▽

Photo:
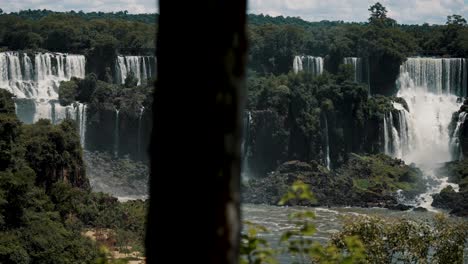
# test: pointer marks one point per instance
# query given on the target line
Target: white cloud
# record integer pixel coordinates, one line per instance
(404, 11)
(132, 6)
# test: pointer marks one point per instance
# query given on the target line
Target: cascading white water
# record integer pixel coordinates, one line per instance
(429, 88)
(357, 65)
(116, 133)
(438, 75)
(245, 174)
(309, 64)
(142, 110)
(457, 153)
(34, 80)
(327, 144)
(141, 66)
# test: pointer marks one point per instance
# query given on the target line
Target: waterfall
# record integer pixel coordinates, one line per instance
(141, 66)
(357, 65)
(34, 80)
(142, 109)
(457, 153)
(245, 146)
(309, 64)
(386, 139)
(437, 75)
(430, 87)
(327, 142)
(116, 133)
(83, 125)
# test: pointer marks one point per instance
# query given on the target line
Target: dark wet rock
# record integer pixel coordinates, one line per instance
(448, 198)
(359, 183)
(400, 207)
(420, 209)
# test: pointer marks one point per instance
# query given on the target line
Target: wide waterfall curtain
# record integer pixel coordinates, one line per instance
(194, 197)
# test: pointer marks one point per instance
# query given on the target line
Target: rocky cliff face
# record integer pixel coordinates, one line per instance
(367, 181)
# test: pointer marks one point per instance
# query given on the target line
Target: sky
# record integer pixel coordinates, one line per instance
(404, 11)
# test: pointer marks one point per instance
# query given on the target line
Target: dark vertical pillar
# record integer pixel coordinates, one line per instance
(195, 179)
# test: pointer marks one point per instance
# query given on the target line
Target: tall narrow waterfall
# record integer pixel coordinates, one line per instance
(116, 133)
(358, 67)
(245, 150)
(34, 80)
(437, 75)
(142, 110)
(144, 67)
(457, 153)
(430, 87)
(326, 142)
(38, 76)
(309, 64)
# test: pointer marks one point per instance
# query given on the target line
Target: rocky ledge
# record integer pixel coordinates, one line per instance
(364, 181)
(448, 198)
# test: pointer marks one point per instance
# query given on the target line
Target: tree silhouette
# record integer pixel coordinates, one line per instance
(196, 136)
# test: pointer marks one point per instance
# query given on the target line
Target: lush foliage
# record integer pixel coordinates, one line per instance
(123, 15)
(76, 32)
(407, 241)
(448, 198)
(289, 113)
(45, 200)
(297, 242)
(364, 239)
(382, 43)
(98, 95)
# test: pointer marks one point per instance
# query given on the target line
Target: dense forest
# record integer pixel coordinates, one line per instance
(45, 198)
(293, 123)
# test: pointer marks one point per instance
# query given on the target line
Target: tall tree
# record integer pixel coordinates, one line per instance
(379, 16)
(196, 136)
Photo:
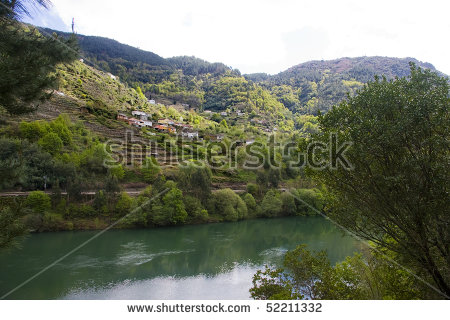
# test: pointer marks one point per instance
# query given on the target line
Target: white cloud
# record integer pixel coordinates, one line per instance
(269, 35)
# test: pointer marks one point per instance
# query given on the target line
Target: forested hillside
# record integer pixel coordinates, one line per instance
(317, 85)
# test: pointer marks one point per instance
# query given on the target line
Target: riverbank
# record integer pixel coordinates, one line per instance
(208, 261)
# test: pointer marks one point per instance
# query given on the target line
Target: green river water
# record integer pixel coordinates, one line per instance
(212, 261)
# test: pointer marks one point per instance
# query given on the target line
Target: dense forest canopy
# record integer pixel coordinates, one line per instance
(303, 89)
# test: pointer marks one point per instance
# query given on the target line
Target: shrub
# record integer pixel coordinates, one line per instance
(38, 201)
(228, 205)
(51, 143)
(250, 202)
(271, 205)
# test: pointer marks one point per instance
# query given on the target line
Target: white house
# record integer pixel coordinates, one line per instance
(112, 76)
(139, 114)
(190, 134)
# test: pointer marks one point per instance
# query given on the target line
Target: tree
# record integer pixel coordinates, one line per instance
(250, 202)
(28, 59)
(123, 204)
(228, 204)
(11, 227)
(308, 201)
(51, 143)
(195, 210)
(310, 275)
(170, 210)
(150, 169)
(224, 124)
(397, 195)
(38, 201)
(196, 180)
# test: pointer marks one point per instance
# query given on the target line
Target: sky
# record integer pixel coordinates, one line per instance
(264, 35)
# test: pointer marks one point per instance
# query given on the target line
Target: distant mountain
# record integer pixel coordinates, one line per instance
(134, 65)
(317, 85)
(305, 88)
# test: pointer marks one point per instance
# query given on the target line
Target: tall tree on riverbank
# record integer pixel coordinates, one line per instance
(28, 58)
(397, 196)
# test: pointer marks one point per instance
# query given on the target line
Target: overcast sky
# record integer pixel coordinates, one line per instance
(264, 35)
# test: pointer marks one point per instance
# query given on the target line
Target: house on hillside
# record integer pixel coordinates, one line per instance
(249, 142)
(166, 121)
(190, 134)
(165, 128)
(140, 115)
(132, 121)
(122, 117)
(216, 137)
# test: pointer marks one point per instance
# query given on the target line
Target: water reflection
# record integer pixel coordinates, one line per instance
(204, 261)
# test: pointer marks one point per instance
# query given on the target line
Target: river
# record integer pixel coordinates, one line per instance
(211, 261)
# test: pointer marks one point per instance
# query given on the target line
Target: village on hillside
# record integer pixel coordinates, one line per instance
(141, 119)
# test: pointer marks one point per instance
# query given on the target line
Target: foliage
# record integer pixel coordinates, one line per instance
(271, 205)
(250, 202)
(38, 201)
(228, 205)
(150, 169)
(195, 179)
(170, 210)
(11, 227)
(33, 56)
(397, 195)
(51, 143)
(308, 275)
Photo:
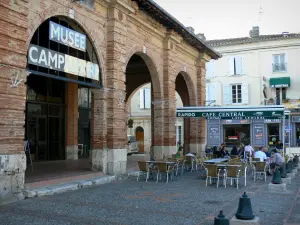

△

Task description:
Reproduce every line above that contains the string "dark".

Exercise answer:
Target: dark wet rock
Target: dark vertical pillar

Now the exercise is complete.